▶ EXERCISE INSTRUCTIONS:
Update the World Series report passage that begins at "With the visiting" and stops after "pitcher Brad Peacock.", putting "holding" in place of "clinging to".

— Start SELECTED EXCERPT —

(Reuters) - The Washington Nationals turned a controversial call against them into a motivational surge on Tuesday when they battled back from misfortune to even the World Series and force a deciding Game Seven.
The Nationals seized the night with a do-or-die 7-2 victory, but it was a play in the top of the seventh inning that stole the spotlight as the umpires took center stage for all the wrong reasons.
With the visiting Nationals clinging to a 3-2 lead and Yan Gomes on base, Washington’s Trea Turner hit a ball toward third base and appeared to beat a throw to first base by Astros pitcher Brad Peacock.
A sprinting Turner arrived at first base just as the throw did and collided with the glove of Houston first baseman Yuli Gurriel as the ball rolled away.
Turner advanced to second, and Gomes to third with no outs. That is until Turner was called out for interfering with the throw, setting off heated debates that will last well beyond the game.
“I thought I did everything possible to run a straight line and not interfere,” Turner told a television interview following the game.

— End SELECTED EXCERPT —
— Start GIVEN RECORDS —

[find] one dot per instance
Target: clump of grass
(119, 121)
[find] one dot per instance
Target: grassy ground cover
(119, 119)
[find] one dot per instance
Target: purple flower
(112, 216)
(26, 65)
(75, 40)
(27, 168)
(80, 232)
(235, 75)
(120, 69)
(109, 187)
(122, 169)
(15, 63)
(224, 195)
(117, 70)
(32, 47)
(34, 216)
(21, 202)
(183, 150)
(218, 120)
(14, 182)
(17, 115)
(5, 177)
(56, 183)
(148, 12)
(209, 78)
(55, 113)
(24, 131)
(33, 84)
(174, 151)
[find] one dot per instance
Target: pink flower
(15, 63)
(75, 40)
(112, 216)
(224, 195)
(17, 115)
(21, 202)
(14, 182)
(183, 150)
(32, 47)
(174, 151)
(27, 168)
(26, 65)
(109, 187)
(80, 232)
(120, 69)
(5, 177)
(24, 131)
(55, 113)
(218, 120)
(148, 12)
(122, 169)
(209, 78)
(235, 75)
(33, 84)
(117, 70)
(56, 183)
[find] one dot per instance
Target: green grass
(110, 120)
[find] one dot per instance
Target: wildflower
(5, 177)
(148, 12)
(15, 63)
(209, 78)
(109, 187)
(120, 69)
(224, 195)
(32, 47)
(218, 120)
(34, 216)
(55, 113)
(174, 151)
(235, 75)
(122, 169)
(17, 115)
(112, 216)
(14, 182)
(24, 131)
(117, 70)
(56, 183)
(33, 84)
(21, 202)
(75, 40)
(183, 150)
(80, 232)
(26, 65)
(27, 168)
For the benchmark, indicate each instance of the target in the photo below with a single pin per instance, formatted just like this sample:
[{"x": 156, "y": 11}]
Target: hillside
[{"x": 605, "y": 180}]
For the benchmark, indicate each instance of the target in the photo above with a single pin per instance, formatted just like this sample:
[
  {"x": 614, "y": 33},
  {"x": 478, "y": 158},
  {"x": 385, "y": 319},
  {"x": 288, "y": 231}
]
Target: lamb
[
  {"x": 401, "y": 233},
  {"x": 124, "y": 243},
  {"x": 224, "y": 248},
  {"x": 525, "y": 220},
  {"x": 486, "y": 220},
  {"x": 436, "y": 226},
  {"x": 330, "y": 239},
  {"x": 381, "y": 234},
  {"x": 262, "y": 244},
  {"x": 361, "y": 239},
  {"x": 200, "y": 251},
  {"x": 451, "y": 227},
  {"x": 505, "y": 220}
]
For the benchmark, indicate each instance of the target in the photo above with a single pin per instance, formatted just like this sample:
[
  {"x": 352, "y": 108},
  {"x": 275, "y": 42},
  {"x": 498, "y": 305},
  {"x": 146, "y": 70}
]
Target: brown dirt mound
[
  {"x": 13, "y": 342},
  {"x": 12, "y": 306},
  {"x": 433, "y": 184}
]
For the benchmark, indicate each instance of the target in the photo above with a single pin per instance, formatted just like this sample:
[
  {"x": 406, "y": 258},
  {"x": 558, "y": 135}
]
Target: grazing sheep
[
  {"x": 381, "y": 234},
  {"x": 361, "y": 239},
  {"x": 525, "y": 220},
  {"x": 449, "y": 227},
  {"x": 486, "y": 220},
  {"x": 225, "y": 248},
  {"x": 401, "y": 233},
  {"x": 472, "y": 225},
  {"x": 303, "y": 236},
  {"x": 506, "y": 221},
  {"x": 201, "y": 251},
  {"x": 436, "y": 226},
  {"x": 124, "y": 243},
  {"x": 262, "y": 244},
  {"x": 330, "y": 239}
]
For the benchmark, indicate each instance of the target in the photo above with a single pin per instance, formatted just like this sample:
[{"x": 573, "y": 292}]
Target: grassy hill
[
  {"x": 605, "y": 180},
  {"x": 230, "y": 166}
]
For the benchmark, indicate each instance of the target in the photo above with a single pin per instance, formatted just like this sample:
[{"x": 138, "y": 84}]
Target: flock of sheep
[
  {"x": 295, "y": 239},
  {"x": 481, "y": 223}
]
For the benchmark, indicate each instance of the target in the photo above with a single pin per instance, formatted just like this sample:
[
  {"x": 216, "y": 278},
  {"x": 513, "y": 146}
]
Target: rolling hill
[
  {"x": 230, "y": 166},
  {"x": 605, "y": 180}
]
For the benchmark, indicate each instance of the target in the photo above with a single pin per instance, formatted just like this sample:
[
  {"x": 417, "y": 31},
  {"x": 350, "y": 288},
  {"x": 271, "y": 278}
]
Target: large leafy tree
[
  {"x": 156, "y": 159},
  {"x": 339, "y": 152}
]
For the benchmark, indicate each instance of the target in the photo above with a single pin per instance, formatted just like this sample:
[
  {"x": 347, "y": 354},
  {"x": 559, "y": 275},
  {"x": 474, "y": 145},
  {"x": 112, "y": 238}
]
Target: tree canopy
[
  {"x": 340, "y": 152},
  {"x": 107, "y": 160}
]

— End GIVEN RECORDS —

▶ RESULT FOR THIS EXERCISE:
With the visiting Nationals holding a 3-2 lead and Yan Gomes on base, Washington’s Trea Turner hit a ball toward third base and appeared to beat a throw to first base by Astros pitcher Brad Peacock.